# PROBLEM DETAILS
In the text on schistosomiasis of the nervous system, who demonstrated the venous communications between the pelvic veins and the vertebral venous plexus, and in what year?

In the C.N.S. instead, the presence of eggs always triggers a foreign body like reaction with encapsulation in granulomata and there is always significant eosinophilia. The pathogenetic mechanism seems however triggered more by cell mediated hypersensitivity than by the space occupying lesion phenomenon itself. The different correlations at autopsies between presence of eggs of schistosoma in the C.N.S. and the rest of the body reported in the various reviews is probably related to varying degrees of worm load and oviposition in different geographical conditions.
Schistosomiasis of the spinal cord shows a greater occurrence at the level of T 12 - LI. Venous communications between pelvic veins and vertebral venous plexus have been demonstrated by BATSON (1940). This is the most likely route both for ova and the trematode. Probably the anastomosis is maximum and favourable to the parasites at the level of T 12 - LI : blood flows retro gradely from the deep iliac veins and the intema vena cava and the plexus of BATSON is valveless.
The diagnosis is based on the history of esposure or living in an endemic area, the presence of important peripheral eosinophilia and of course, the demonstration of eggs in the urine and / or faeces, the positivity of serological tests (haemogglutination, ELISA, IgG, IGM, monoclonal antibodies). The cerebro-spinal fluid is usually normal, but xantochromia and pleyocitosis have been reported (GAMA 1953, ADELOYE 1982): protein content may be raised but sugar levels are normal.

# DATA SECTION
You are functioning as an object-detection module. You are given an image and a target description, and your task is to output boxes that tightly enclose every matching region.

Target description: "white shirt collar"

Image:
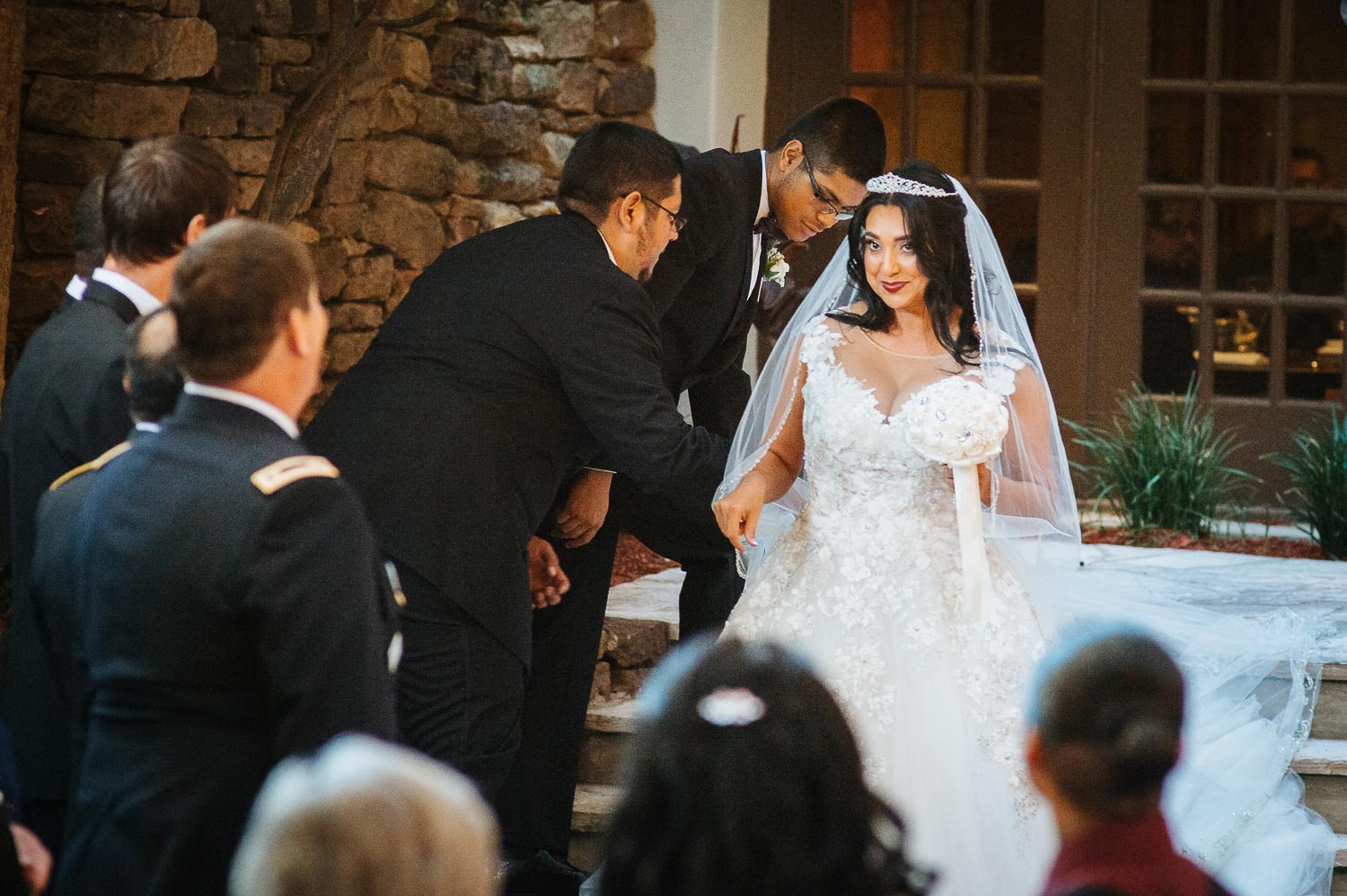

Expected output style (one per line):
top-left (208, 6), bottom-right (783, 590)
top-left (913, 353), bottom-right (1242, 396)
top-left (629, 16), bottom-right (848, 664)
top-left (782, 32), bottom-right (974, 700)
---
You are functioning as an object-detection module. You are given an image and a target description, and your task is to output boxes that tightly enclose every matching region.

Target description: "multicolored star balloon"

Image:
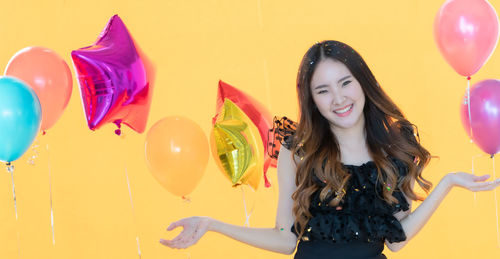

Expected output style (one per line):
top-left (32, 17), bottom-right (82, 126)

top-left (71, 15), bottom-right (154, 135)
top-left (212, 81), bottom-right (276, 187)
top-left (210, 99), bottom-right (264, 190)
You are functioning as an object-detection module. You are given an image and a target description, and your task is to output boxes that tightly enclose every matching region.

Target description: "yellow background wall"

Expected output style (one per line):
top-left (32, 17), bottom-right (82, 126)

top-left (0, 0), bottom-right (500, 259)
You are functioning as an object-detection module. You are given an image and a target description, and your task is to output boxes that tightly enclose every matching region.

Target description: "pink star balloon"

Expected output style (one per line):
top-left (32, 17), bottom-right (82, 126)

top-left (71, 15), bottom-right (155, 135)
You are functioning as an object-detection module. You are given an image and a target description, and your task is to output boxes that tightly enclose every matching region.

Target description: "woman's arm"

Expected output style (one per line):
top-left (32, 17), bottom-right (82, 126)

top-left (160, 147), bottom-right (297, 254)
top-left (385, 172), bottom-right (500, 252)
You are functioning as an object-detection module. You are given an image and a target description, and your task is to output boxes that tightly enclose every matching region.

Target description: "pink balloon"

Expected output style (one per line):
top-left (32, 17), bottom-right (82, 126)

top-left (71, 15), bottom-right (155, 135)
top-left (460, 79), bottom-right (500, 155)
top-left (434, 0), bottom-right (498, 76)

# TASK ANSWER
Batson, in 1940.